# Stated problem A:
List every operating system named in the comment.
# Stated problem B:
In the comment, which product was the writer disappointed never took off?
# Stated problem C:
Extract the passage of the comment from "Third, yeah, death" up to and including "comment on topic.".

Second, while I am chuckling at Russia going back to Soviet-style C&C approach to economics, I was genuinely excited about developments like YotaPhone and disappointed it never took off, and if anything good ever comes out of that linked thingy I would be excited about that too, though I wouldn't invest in it until Russia withdraws its forces from everywhere they should not be, choosing to contribute to fundraisers helping Ukrainians to fight back instead.
Third, yeah, death threads are effing BS, man. Granted, you do come across extremely arrogant most of the time, and changing the tone of your posts might help a bit, but death threats are on a whole another level that I cannot condone even for known criminals - those should be getting due process and fair trial, not death threats. Sorry to hear you have to deal with that nonsense. And still waiting to see if you have to say anything of substance to my comment on topic.
Simple:- Perception that Linux cannot do a lot of things Windows or macOS can, which is part truth and part persistent myths. Most of it comes down to having to re-learn using completely different tools and workflows to get the same work done, and vast majority of people don't want to learn a bunch of incidentals when they already have a tool of trade they learned and can use effectively/efficiently, unless they see a significant benefit in said learning - e.g., a significant increase in productivity or a significant decrease in costs. Windows has a humongous first mover benefit there, Apple - carefully crafted image (with unique applications and hardware).

# Information shown:
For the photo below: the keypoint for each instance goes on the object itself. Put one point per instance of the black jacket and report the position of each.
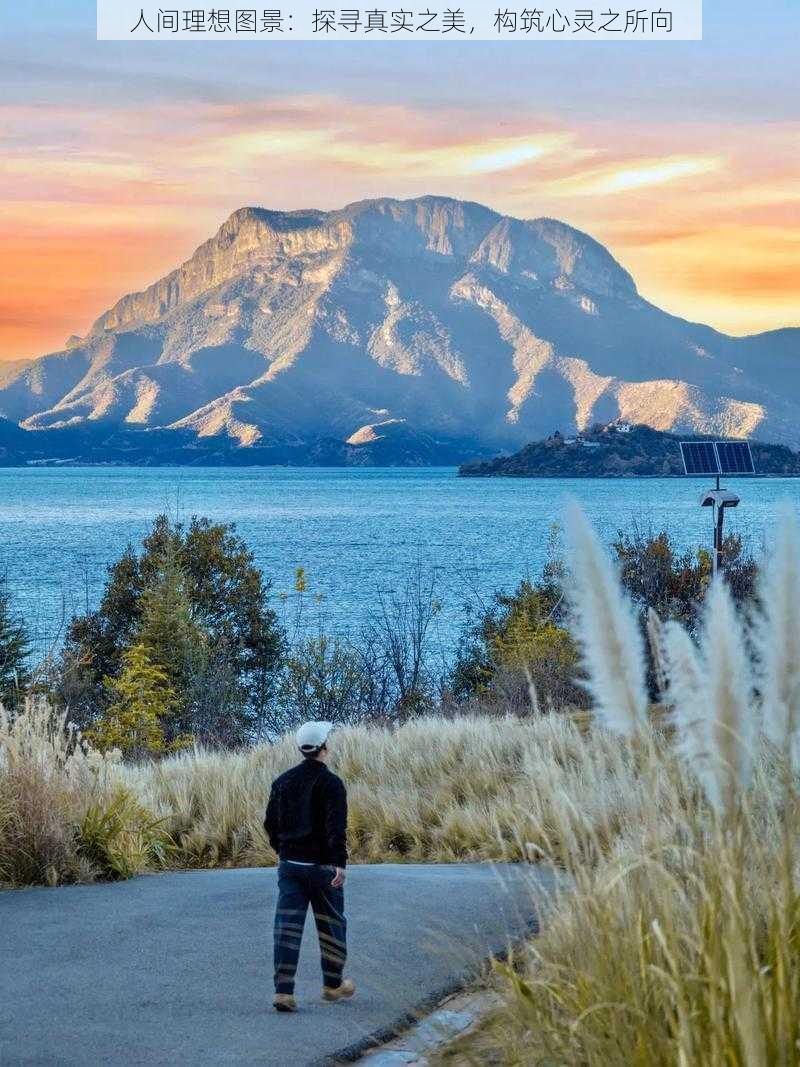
(307, 815)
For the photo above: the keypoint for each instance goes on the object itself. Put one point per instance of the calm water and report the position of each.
(354, 531)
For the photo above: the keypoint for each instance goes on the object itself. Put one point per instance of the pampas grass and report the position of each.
(682, 943)
(605, 625)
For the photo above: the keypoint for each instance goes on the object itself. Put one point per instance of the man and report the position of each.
(306, 824)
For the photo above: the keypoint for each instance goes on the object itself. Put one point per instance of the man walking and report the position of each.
(306, 824)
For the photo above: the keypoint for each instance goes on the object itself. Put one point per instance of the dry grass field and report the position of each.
(681, 941)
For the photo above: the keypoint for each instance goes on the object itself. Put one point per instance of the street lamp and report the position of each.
(717, 458)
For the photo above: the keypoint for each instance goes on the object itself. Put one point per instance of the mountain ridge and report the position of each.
(463, 325)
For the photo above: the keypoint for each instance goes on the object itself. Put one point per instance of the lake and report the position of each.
(355, 531)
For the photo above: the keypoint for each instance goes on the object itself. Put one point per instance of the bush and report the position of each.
(194, 599)
(681, 944)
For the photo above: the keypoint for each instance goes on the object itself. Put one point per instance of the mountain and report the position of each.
(12, 368)
(393, 331)
(618, 451)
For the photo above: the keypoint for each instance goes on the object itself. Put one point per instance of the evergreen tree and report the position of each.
(14, 650)
(194, 594)
(142, 703)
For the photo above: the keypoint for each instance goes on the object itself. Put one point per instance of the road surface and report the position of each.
(176, 968)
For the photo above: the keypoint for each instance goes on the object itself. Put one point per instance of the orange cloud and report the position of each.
(97, 203)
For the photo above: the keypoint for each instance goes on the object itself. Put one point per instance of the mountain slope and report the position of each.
(466, 328)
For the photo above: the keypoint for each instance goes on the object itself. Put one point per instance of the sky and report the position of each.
(118, 159)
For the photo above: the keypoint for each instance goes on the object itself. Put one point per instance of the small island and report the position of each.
(618, 450)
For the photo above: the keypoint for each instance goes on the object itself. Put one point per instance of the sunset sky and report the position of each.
(116, 160)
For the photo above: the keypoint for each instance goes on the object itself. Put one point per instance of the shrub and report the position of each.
(681, 944)
(195, 599)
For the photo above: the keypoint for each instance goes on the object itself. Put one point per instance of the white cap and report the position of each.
(313, 735)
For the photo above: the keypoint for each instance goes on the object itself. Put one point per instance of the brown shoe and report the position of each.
(345, 991)
(284, 1002)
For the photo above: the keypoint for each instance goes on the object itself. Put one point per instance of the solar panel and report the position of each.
(700, 457)
(734, 457)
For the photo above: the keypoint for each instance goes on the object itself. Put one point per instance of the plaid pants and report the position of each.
(299, 886)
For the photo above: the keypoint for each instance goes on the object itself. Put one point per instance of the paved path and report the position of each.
(175, 968)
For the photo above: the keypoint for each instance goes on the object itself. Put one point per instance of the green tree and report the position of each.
(230, 637)
(14, 651)
(141, 704)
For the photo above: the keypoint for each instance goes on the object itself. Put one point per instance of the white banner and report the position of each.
(474, 20)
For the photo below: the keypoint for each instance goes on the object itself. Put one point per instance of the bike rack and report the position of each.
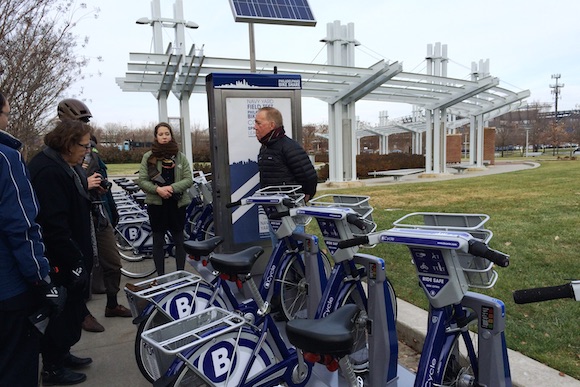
(156, 288)
(180, 335)
(478, 271)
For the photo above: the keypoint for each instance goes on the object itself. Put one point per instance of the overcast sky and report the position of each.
(526, 42)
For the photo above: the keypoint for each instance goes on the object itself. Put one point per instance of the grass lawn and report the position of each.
(535, 217)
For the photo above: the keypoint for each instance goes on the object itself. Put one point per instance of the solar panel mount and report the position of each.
(290, 12)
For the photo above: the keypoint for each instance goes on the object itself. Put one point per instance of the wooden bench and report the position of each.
(397, 174)
(459, 168)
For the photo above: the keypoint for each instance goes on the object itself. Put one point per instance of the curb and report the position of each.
(526, 372)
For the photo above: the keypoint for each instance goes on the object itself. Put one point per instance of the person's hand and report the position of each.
(51, 296)
(94, 181)
(79, 277)
(165, 192)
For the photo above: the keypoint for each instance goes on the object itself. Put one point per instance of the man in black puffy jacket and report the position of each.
(282, 160)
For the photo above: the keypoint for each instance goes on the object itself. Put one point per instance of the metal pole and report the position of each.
(252, 48)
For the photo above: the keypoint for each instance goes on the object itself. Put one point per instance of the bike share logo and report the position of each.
(181, 305)
(270, 277)
(218, 361)
(430, 372)
(132, 234)
(328, 308)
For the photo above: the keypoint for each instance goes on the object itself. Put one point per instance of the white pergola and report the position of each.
(478, 100)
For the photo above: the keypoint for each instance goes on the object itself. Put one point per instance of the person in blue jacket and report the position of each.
(25, 285)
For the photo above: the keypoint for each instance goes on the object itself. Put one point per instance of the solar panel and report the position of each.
(293, 12)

# Worked answer A:
Linux, Windows, macOS

# Worked answer B:
YotaPhone

# Worked answer C:
Third, yeah, death threads are effing BS, man. Granted, you do come across extremely arrogant most of the time, and changing the tone of your posts might help a bit, but death threats are on a whole another level that I cannot condone even for known criminals - those should be getting due process and fair trial, not death threats. Sorry to hear you have to deal with that nonsense. And still waiting to see if you have to say anything of substance to my comment on topic.